> [Passage to read]:
Case study (4 Marks)

Question 14 Marks

Engineers often use the familiar triangular shape for strength in bridge design. Triangles are effective tools for architecture and are used in the design of bridges, buildings and other structures as they provide strength and stability. The triangle is common in all sorts of building supports and trusses. Following are some questions on triangles:

(i) In triangles ABC and DEF, if AB = DE, AC = EF and $\angle A=\angle E$. Then,
(a) $\triangle A B C \cong \triangle D E F$ by SAS criterion $\quad$(b) $\triangle A B C \cong \triangle E F D$ by SSS criterion
(c) $\triangle A B C \cong \triangle E D F$ by SAS criterion $\quad$(d) $\triangle A B C \cong \triangle E D F$ by ASA criterion
(ii) If $\triangle P R Q \cong \triangle D E F$, then $D E=$
(a) PR $\quad$(b) RQ $\quad$(c) PQ $\quad$(d) DF
(iii) Is it possible to construct a triangle with lengths of sides as 5 cm, 4 cm and 10 cm ?

> [Task details]:
List each congruence criterion named in the answer options of the triangle case study, giving each only once. The entries that come next have no connection to the triangle case study.

> [Extracted records]:
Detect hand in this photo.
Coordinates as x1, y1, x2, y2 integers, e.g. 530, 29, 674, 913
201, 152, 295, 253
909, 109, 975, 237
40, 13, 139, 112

> [Output]:
SAS, SSS, ASA